• _Task requirements_: Pictures stay out of the copy; output exactly the lines from the one containing "For every instance of the eroded" through the end of the material.

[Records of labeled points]
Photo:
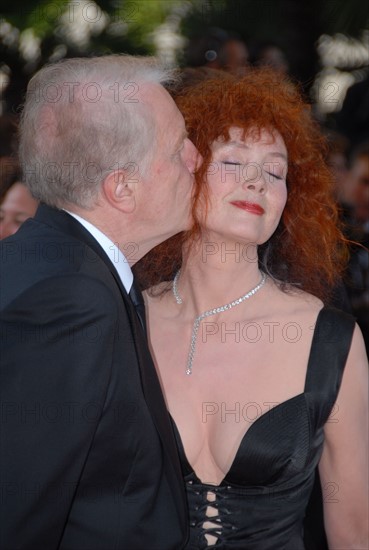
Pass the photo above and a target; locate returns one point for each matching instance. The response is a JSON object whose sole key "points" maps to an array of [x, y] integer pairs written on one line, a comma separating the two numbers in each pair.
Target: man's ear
{"points": [[119, 190]]}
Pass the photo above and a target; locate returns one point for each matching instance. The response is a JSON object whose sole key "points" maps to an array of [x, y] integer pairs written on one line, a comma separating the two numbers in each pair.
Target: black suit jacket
{"points": [[88, 459]]}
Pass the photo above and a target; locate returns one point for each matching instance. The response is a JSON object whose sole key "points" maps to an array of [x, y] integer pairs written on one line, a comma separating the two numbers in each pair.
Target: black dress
{"points": [[262, 500]]}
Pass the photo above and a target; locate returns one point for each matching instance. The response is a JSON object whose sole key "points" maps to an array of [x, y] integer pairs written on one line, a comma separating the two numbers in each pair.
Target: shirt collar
{"points": [[115, 255]]}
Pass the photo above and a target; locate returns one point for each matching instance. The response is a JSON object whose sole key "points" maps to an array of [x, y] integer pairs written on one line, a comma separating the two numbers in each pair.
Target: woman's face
{"points": [[247, 186]]}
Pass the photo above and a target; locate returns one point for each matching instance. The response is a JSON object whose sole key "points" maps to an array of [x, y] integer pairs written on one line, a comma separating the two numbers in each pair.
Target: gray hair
{"points": [[81, 120]]}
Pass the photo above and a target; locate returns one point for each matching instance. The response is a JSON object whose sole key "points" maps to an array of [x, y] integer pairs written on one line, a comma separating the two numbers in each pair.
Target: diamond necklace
{"points": [[197, 321]]}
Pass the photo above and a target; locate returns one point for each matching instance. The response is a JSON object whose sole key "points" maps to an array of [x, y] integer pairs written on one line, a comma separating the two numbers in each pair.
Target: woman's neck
{"points": [[213, 275]]}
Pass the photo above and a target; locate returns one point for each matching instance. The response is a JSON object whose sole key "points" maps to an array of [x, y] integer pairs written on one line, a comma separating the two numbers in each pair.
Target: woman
{"points": [[250, 358]]}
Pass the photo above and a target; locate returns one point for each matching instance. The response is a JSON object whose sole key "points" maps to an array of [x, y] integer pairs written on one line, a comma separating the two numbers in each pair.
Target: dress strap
{"points": [[329, 350]]}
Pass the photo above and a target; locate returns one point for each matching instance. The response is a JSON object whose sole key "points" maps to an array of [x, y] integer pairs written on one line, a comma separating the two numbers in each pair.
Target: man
{"points": [[88, 460]]}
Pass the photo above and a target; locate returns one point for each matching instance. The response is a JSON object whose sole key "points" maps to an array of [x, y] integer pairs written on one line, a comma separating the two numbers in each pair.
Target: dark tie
{"points": [[137, 300]]}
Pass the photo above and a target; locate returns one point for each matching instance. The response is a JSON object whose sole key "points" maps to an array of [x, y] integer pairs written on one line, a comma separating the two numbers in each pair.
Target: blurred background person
{"points": [[358, 231], [269, 54], [16, 201], [218, 49]]}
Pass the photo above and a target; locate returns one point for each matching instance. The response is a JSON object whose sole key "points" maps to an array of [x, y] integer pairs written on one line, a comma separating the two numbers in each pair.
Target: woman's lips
{"points": [[249, 207]]}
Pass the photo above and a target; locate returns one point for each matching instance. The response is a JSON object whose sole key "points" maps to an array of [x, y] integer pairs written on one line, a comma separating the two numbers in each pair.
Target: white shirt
{"points": [[115, 255]]}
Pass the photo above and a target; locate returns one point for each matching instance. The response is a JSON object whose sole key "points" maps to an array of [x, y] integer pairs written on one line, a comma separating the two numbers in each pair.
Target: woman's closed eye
{"points": [[275, 176]]}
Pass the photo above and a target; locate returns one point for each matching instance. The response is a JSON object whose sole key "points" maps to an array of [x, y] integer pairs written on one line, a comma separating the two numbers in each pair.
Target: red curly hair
{"points": [[308, 249]]}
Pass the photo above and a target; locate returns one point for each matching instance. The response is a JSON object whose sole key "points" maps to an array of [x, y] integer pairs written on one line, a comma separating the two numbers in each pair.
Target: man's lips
{"points": [[249, 207]]}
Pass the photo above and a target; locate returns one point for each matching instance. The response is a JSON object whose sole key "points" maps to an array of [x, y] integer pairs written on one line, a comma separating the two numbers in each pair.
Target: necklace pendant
{"points": [[219, 309]]}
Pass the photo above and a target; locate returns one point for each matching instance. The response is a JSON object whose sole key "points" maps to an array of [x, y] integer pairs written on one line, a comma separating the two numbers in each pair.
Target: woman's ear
{"points": [[119, 190]]}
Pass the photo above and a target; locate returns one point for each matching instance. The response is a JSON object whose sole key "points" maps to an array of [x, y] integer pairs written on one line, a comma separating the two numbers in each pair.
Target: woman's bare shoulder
{"points": [[292, 300]]}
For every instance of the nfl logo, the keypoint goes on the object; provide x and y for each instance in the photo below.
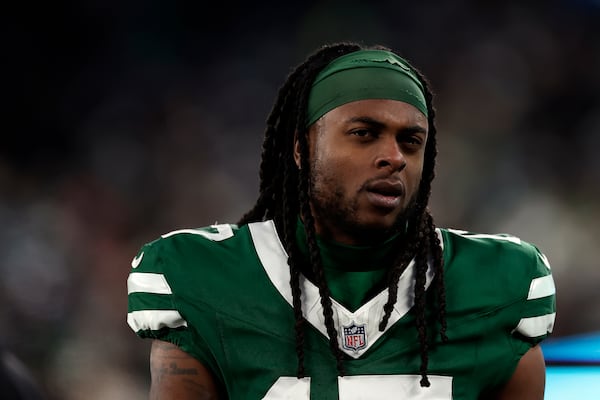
(355, 337)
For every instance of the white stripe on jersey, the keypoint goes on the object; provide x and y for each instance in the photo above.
(541, 287)
(147, 282)
(536, 326)
(154, 319)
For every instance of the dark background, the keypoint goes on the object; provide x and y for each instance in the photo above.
(127, 119)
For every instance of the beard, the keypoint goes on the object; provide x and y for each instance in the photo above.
(333, 208)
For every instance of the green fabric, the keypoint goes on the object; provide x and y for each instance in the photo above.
(352, 272)
(230, 287)
(364, 74)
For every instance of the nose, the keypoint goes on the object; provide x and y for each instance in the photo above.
(390, 156)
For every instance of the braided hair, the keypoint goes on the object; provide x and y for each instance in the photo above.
(284, 194)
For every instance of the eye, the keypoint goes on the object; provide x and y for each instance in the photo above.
(363, 133)
(411, 143)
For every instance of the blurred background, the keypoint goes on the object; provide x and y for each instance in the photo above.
(124, 120)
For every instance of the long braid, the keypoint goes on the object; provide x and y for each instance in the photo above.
(284, 196)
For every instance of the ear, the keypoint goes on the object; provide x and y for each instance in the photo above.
(296, 150)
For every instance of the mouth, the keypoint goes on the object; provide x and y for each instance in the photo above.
(385, 193)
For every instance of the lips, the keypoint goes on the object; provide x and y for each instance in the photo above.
(385, 193)
(386, 187)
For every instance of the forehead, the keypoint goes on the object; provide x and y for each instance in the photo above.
(384, 111)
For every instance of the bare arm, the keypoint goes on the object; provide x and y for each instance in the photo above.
(529, 379)
(177, 375)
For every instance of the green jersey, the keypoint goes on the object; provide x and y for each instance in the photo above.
(222, 294)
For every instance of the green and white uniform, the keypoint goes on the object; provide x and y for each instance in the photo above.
(222, 294)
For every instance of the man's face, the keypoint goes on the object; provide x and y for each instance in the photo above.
(366, 162)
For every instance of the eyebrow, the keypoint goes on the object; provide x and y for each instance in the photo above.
(380, 125)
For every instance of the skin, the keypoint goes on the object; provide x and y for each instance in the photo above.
(366, 164)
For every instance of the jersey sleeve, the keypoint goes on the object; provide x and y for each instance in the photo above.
(153, 311)
(539, 307)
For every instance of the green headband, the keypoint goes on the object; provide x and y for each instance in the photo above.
(361, 75)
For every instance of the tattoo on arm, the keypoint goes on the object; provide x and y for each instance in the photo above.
(176, 374)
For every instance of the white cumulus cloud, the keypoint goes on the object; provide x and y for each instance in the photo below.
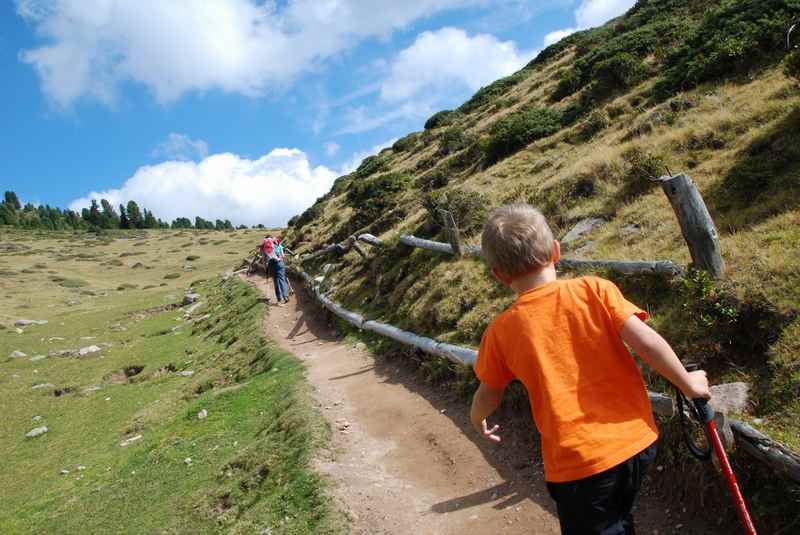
(591, 13)
(171, 47)
(331, 148)
(449, 59)
(181, 147)
(268, 190)
(355, 160)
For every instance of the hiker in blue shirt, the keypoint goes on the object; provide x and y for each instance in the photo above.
(279, 274)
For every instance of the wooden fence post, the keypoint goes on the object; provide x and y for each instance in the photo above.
(696, 224)
(452, 231)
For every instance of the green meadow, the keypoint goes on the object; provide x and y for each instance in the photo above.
(160, 418)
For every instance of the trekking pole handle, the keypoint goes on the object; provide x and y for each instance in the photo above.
(704, 410)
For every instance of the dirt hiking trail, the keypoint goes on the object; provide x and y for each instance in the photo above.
(403, 457)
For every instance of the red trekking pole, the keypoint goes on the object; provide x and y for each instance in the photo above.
(704, 413)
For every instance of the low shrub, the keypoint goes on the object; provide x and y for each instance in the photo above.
(440, 119)
(493, 91)
(372, 165)
(405, 144)
(616, 74)
(434, 179)
(469, 208)
(639, 169)
(515, 131)
(732, 39)
(597, 121)
(453, 140)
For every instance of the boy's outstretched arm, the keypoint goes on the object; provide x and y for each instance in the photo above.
(658, 354)
(485, 402)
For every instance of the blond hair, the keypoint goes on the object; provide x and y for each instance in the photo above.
(517, 239)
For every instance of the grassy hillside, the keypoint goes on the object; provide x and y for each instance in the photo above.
(685, 85)
(243, 468)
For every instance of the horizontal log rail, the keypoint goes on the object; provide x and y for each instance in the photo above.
(756, 444)
(626, 267)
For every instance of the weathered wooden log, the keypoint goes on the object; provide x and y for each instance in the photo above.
(461, 355)
(453, 234)
(626, 267)
(370, 239)
(662, 404)
(352, 318)
(420, 243)
(322, 252)
(761, 447)
(766, 450)
(696, 224)
(622, 266)
(427, 345)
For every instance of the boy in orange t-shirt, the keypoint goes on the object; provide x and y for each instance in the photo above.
(565, 341)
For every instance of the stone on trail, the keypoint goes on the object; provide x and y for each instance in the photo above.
(188, 299)
(63, 353)
(36, 431)
(583, 227)
(189, 311)
(84, 351)
(730, 397)
(26, 323)
(131, 440)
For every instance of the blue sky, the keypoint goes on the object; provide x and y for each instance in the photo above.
(241, 109)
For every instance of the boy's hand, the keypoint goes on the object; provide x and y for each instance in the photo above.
(697, 386)
(489, 434)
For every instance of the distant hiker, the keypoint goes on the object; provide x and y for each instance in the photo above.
(279, 274)
(565, 341)
(267, 250)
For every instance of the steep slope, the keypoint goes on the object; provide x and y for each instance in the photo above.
(680, 85)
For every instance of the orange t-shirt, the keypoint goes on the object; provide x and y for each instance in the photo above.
(587, 395)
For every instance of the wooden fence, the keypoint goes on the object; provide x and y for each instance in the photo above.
(702, 239)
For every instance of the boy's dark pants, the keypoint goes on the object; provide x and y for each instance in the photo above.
(601, 504)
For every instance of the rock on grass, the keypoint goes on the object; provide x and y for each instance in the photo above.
(26, 323)
(36, 431)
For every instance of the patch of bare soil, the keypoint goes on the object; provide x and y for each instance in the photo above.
(404, 458)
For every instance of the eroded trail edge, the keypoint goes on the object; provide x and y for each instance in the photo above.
(401, 458)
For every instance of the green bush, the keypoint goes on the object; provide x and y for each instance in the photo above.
(440, 119)
(372, 165)
(732, 39)
(640, 168)
(469, 208)
(372, 199)
(405, 144)
(434, 179)
(475, 153)
(596, 122)
(791, 66)
(615, 74)
(453, 140)
(493, 91)
(515, 131)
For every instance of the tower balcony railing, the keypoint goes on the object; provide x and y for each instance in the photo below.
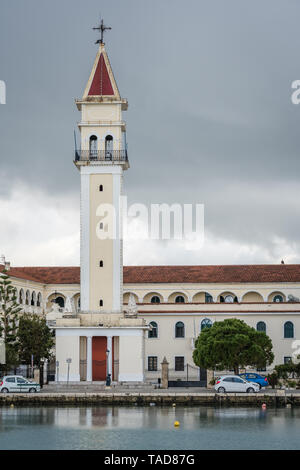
(101, 155)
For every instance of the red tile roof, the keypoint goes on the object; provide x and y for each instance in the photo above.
(101, 84)
(170, 274)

• _Task solution_:
For every instance of the eroded trail edge, the keypoint goes on the object; provide x and y for each instance in the photo above.
(401, 458)
For every instance of the green bush, the keypoint goes on the object; provide x and y for each instance in the photo above.
(440, 119)
(372, 165)
(732, 39)
(640, 168)
(469, 208)
(372, 199)
(405, 144)
(434, 179)
(475, 153)
(596, 122)
(791, 66)
(615, 74)
(453, 140)
(493, 91)
(515, 131)
For every instance of the tower balcony railing, the keypoint goes on the object; provide x and y for each instance in the photo below.
(101, 155)
For every instance of the red tile roof, the keypoint goes on the object; provide x and y for each instance in the photo above.
(101, 84)
(170, 274)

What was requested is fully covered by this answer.